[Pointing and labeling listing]
+ + + + + + +

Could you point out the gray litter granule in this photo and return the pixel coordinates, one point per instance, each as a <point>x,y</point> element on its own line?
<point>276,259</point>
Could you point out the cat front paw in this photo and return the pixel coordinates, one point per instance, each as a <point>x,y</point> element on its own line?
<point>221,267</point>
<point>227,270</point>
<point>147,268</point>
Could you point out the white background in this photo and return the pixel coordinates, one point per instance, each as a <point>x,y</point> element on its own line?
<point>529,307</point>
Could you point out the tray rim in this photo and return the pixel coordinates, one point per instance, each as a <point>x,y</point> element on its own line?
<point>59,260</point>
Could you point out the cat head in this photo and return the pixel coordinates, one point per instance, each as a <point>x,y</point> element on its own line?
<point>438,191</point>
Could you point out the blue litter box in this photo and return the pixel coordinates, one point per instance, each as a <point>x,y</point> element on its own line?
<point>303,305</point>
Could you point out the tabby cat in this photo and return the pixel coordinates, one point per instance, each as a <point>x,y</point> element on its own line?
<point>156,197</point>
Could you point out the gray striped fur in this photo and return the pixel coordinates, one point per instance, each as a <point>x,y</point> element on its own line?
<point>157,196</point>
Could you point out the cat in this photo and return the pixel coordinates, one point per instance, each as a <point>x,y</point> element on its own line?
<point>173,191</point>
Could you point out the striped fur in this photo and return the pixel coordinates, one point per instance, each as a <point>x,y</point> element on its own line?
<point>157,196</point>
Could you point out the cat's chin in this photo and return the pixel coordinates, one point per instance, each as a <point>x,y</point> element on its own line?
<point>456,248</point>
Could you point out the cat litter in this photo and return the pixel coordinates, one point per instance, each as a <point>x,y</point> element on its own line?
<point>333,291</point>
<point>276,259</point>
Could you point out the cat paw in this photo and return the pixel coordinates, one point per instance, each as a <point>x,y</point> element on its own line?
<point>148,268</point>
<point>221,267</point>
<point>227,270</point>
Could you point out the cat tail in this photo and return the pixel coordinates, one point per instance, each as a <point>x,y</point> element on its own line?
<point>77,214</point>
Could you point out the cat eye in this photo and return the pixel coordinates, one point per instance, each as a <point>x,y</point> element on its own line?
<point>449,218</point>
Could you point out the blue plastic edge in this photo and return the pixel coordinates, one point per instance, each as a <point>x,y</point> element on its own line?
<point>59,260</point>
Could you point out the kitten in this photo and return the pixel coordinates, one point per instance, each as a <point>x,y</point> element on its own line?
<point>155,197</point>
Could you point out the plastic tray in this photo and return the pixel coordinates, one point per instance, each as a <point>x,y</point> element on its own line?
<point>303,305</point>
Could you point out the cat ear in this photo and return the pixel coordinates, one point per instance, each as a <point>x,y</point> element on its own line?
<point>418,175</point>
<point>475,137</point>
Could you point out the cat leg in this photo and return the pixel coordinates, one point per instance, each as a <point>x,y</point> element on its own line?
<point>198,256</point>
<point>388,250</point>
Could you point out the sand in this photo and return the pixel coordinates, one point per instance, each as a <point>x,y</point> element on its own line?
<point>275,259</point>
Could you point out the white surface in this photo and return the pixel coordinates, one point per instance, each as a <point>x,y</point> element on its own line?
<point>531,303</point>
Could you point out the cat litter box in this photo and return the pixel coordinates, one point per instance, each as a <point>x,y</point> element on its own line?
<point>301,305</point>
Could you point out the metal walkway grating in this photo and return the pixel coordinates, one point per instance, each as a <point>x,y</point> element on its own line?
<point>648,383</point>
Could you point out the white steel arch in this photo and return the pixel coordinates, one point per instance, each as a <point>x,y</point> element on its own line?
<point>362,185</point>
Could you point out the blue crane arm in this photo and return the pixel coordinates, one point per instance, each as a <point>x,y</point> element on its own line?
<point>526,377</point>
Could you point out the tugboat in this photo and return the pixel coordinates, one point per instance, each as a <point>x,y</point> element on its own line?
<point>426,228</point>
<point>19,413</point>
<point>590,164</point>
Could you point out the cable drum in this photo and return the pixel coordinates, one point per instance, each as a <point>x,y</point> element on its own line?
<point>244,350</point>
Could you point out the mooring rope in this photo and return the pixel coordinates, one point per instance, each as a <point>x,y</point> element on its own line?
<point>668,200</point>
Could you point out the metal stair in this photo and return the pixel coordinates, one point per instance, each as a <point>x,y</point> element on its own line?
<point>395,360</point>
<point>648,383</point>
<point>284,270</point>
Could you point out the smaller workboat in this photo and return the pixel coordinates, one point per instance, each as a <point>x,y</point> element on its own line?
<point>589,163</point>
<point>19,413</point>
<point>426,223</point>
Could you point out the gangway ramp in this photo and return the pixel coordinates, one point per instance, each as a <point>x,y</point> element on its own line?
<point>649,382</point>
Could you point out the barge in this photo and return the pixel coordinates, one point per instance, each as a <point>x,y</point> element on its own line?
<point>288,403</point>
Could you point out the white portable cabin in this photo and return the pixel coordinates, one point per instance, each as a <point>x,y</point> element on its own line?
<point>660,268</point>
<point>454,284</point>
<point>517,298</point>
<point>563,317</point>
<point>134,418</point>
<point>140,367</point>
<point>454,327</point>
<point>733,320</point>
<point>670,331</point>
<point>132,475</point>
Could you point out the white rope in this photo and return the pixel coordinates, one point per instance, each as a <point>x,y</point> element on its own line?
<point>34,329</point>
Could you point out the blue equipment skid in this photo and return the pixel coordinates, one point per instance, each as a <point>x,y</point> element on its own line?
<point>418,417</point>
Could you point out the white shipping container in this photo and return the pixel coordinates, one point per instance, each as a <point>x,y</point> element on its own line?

+ + + + + + +

GOAL OF THE EXERCISE
Format the lines of the listing from the one containing "Could you point out the metal stair" through the one containing "<point>288,403</point>", inclusive, as a JSON list of strings with one string per line.

EXPECTED OUTPUT
[
  "Could you point out the metal stair in this photo and return the pixel coordinates, one point per instance, each as a <point>x,y</point> element on its own line?",
  "<point>395,360</point>",
  "<point>648,383</point>",
  "<point>284,270</point>",
  "Could you point out the smaller workboat in this photo and return the pixel coordinates, one point per instance, each as a <point>x,y</point> element on its own line?",
  "<point>589,163</point>",
  "<point>19,413</point>",
  "<point>426,223</point>",
  "Could you point out the gangway ramp in this photo and return the pixel coordinates, one point per instance, each as a <point>x,y</point> element on its own line?",
  "<point>649,382</point>",
  "Could you point out the barge in this photo and return the pixel coordinates, one point per instance, each as a <point>x,y</point> element on its own line?",
  "<point>288,403</point>"
]